DESCRIPTION OF THE TASK
Set down, word for word, the passage of the Standish Award article below that runs from "James D. Standish Award Winners: Padraig" up to and including "caddie scholarship program.".

PAGE TEXT
#####
James D. Standish Award Winners: Padraig Toole, Charles Klatt
FARMINGTON HILLS – Charles Klatt of the University of Michigan, a caddie at Country Club of Detroit, and Padraig “Paddy” Toole of Michigan State University, a caddie at Hinsdale Golf Club in Illinois, are the 2024 winners of the James D. Standish Award.
The award is presented each year to an outstanding Evans Scholar at the Michigan State and Michigan chapters. The Executive Committee of the Golf Association of Michigan established the award in 1968, a year after the passing of James D. Standish, a former champion golfer, GAM and USGA president who helped Chick Evans of the Western Golf Association start the renowned caddie scholarship program.
The Standish Award winners have demonstrated scholarship and leadership in their Evans Scholar chapter’s affairs. A permanent plaque that includes the inscribed names of each year’s winners is displayed in the lounge of the Evans Scholarship house on each campus, and each winner is presented with a replica of the plaque. The GAM will bestow the awards at its annual spring meeting.
Klatt, a Biomolecular Science major with a 3.5 GPA, was president of the University of Michigan Evans Scholars Chapter in 2023.
“I love everything about the Evans Scholarship program and I’m honored to receive an award based off that,” he said. “I think I have gotten everything I could have ever wanted from the program. Michigan was my dream school from an early age and the 20 other scholars I came in with are my closest friends, best friends for life, and I learned so much about effort and the reward you get for it.”
Klatt plans to attend dental school after graduating in 2025 at either Michigan, Harvard or the University of Colorado. He completed the Dental Admissions Exam last summer and scored in the top four percent.
“I always loved sciences and loved the field of health,” he said. “I decided pharmacy or dentistry and then I was able to shadow a dentist during my senior year of high school. I liked how the dentist interacted with patients and how she was able to help them. That entire experience sold me on the field.”
#####
MATERIAL SUPPLIED
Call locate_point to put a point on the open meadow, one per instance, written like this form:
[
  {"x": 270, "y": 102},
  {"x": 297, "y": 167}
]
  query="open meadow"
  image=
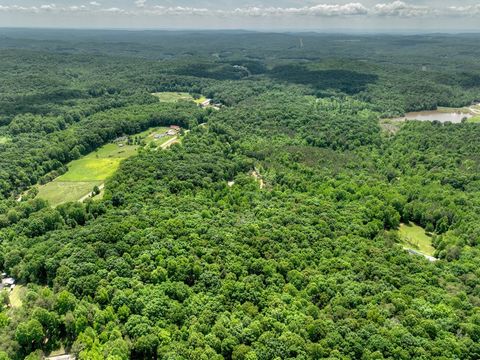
[
  {"x": 415, "y": 237},
  {"x": 94, "y": 168}
]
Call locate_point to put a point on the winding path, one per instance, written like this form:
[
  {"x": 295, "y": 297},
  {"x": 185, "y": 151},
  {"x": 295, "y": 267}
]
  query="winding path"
[{"x": 91, "y": 194}]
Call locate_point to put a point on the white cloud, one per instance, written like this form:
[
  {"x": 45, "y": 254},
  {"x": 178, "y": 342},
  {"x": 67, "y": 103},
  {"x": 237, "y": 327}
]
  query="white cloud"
[
  {"x": 472, "y": 10},
  {"x": 398, "y": 9},
  {"x": 317, "y": 10},
  {"x": 401, "y": 9}
]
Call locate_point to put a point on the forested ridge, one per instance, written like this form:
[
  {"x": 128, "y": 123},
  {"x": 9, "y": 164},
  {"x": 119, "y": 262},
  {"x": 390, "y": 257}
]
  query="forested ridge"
[{"x": 270, "y": 232}]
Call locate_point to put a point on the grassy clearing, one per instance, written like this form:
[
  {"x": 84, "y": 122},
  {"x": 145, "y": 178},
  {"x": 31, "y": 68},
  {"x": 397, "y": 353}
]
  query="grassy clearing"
[
  {"x": 200, "y": 100},
  {"x": 415, "y": 237},
  {"x": 83, "y": 174},
  {"x": 93, "y": 169},
  {"x": 173, "y": 96},
  {"x": 150, "y": 136},
  {"x": 90, "y": 170},
  {"x": 112, "y": 151},
  {"x": 16, "y": 296},
  {"x": 58, "y": 192}
]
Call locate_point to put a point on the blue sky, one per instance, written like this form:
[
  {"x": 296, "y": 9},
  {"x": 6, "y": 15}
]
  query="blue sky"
[{"x": 326, "y": 15}]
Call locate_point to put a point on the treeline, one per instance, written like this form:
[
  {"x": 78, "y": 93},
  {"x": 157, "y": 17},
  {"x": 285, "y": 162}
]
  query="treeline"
[{"x": 33, "y": 154}]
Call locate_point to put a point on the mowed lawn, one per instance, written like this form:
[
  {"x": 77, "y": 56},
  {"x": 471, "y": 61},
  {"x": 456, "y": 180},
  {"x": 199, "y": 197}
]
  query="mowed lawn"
[
  {"x": 16, "y": 296},
  {"x": 173, "y": 96},
  {"x": 415, "y": 237},
  {"x": 83, "y": 174},
  {"x": 59, "y": 192}
]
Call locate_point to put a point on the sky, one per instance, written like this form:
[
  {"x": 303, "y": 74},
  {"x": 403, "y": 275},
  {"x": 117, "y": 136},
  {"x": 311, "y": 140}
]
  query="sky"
[{"x": 301, "y": 15}]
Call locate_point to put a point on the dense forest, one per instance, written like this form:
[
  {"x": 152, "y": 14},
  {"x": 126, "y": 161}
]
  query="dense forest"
[{"x": 270, "y": 232}]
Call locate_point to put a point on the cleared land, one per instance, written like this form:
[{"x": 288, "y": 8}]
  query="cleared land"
[
  {"x": 16, "y": 296},
  {"x": 173, "y": 96},
  {"x": 93, "y": 169},
  {"x": 414, "y": 237},
  {"x": 83, "y": 174},
  {"x": 59, "y": 192}
]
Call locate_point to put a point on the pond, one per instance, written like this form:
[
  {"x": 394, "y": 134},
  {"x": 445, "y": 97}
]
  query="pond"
[{"x": 454, "y": 117}]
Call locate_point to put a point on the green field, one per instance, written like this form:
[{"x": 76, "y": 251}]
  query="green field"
#####
ANSWER FOR THE TASK
James D. Standish Award Winners: Padraig Toole, Charles Klatt
FARMINGTON HILLS – Charles Klatt of the University of Michigan, a caddie at Country Club of Detroit, and Padraig “Paddy” Toole of Michigan State University, a caddie at Hinsdale Golf Club in Illinois, are the 2024 winners of the James D. Standish Award.
The award is presented each year to an outstanding Evans Scholar at the Michigan State and Michigan chapters. The Executive Committee of the Golf Association of Michigan established the award in 1968, a year after the passing of James D. Standish, a former champion golfer, GAM and USGA president who helped Chick Evans of the Western Golf Association start the renowned caddie scholarship program.